▸ **Requirement**:
Please set down the data again exactly, minus the pictures.

▸ **Records provided**:
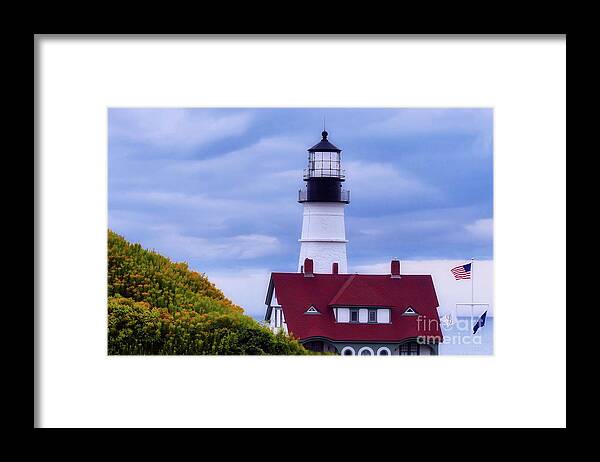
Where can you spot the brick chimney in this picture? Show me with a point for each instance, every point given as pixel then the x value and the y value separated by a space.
pixel 308 268
pixel 395 268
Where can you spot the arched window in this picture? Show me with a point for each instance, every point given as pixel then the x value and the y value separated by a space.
pixel 366 351
pixel 348 351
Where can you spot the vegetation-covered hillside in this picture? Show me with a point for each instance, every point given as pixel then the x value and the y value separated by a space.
pixel 159 307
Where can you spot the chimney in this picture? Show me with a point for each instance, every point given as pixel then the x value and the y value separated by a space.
pixel 308 268
pixel 395 267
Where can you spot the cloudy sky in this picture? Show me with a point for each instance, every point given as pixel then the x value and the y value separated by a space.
pixel 218 188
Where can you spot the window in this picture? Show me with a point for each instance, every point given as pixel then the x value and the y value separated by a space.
pixel 409 310
pixel 372 315
pixel 366 351
pixel 348 351
pixel 409 349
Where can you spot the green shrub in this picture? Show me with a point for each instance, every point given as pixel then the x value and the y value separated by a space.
pixel 157 307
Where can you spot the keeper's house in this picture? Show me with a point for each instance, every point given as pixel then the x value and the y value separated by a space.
pixel 356 314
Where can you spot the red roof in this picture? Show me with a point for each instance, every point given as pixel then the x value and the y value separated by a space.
pixel 296 293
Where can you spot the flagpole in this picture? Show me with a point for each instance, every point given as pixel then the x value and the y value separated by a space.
pixel 472 280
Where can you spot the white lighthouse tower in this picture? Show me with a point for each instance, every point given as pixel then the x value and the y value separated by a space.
pixel 323 236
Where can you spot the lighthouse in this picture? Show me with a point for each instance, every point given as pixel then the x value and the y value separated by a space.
pixel 331 311
pixel 323 238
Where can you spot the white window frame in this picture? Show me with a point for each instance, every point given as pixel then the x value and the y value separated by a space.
pixel 365 349
pixel 380 349
pixel 348 348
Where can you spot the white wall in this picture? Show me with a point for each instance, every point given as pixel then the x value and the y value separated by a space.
pixel 323 236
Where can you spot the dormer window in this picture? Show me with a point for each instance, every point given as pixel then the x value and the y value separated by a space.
pixel 362 315
pixel 372 316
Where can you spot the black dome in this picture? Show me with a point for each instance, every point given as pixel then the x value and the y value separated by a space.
pixel 324 145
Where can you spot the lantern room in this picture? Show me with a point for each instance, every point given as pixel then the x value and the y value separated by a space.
pixel 324 174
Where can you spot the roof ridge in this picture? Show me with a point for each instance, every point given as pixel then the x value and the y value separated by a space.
pixel 342 289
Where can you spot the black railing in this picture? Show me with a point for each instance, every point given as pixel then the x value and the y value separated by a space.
pixel 324 173
pixel 344 196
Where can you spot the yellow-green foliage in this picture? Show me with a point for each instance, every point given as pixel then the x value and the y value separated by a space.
pixel 159 307
pixel 143 275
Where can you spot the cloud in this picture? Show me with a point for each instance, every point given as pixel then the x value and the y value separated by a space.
pixel 384 180
pixel 169 240
pixel 246 287
pixel 482 229
pixel 174 128
pixel 429 122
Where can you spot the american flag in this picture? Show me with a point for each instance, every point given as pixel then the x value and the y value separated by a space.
pixel 462 271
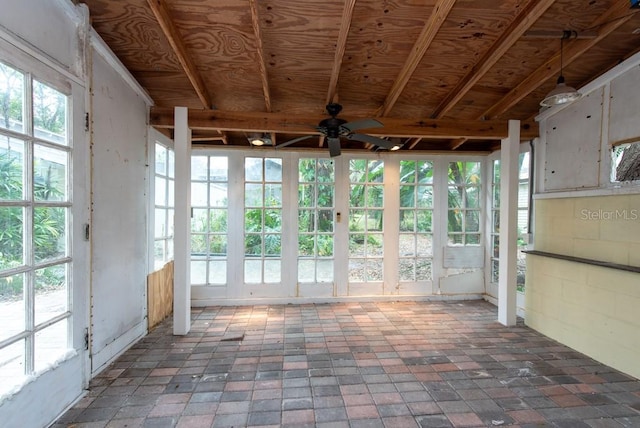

▸ **Answer space**:
Where can you spot the brick chimney in this picture? Show me with a point for each instance, every point given as pixel then the x value and the y value separated by a space.
pixel 308 268
pixel 395 268
Where can you spot the arched window in this picture? Show me with a point for each instance, every point given as pixel then the x value and the y value separated by a space.
pixel 366 351
pixel 348 351
Where can you spot the vegetation-covered hillside in this picture? Show me with a point for each instance, every point given as pixel then the x value and the y value separated by a space.
pixel 159 307
Where can you spot the chimney in this picture? Show me with a point for each instance, every point given as pixel then the x value and the y value separated by a space.
pixel 308 268
pixel 395 267
Where can you spot the cloudy sky in this picture? Show me with a point for each instance, every point given as pixel then the x value and the y value separated by a space.
pixel 218 188
Where can you spot the window in this picture? Show me with a point for each instance, every point given as pixel then the x value and the y value separated by a space.
pixel 409 310
pixel 372 315
pixel 366 351
pixel 348 351
pixel 409 349
Where can you spot the green shrub in this picture? Show me with a point for each instance, every point given as pixel then the x value and the y value separated by a space.
pixel 157 307
Where can you spot the keeper's house in this picture? Show me with a point for each instance, every point given as pixel then the x value and the y value separated by a space.
pixel 356 314
Where can you spot the red roof in this picture? Show me with a point for each instance, every point given as pixel then the x value and the y value separated by a space.
pixel 296 293
Where can you spot the flagpole in this picture? Show me with a point for each instance, every point given as pixel then the x value and the y value separated by a space.
pixel 472 280
Where can you spot the white lighthouse tower in this picture? Show me with a point for each instance, every point given as pixel then the x value and the y value separated by a space.
pixel 323 236
Where can you spot the lighthouse in this picture? Show me with a point for each instance, every point given as pixel then the x value and the y value separated by a space.
pixel 331 311
pixel 323 238
Where can you spot the white window frame in this picture? Show me with a point for each instance, every point given as pixel then the x value and the y value separated by a space.
pixel 365 349
pixel 380 349
pixel 348 348
Where can you spot the white wall in this picture? Show me with a point for each instance, every point given as pixel then the x value and the y value separated by a space.
pixel 323 236
Where can you spot the dormer window in this picture? Show me with a point for each instance, every point given as pixel then the x value and the y value separated by a space.
pixel 362 315
pixel 372 316
Where can you spot the black dome in this picture? Show me with a point for each instance, every point given as pixel then the x value and the y value separated by a space.
pixel 324 145
Where can you spot the lantern room in this picture? Show me with a point for each instance, every point given as pixel then the x value and the y value separated by a space.
pixel 324 174
Where can you spot the roof ridge in this picture? Show me with a point for each instance, every point given as pixel then the x value and the y value separated by a space.
pixel 342 289
Where can you spot the black railing in this picture? Show me with a point for each instance, every point given as pixel then the x value and the y value separated by a space.
pixel 324 173
pixel 344 196
Where can you spot the yellow-green foliage in this picture? Show me with a point for each instance, every point given as pixel then the x value and the y value separated by a space.
pixel 159 307
pixel 143 275
Where can you spot the cloud in this picture? Show me with a point for each instance, every point given as pixel then the x value and the y value separated by a space.
pixel 384 180
pixel 169 240
pixel 246 287
pixel 482 229
pixel 174 128
pixel 429 122
Where can you spot the american flag in this picture? Show me with a point for each instance, every point given as pixel then the x value and the y value separated by a space.
pixel 462 271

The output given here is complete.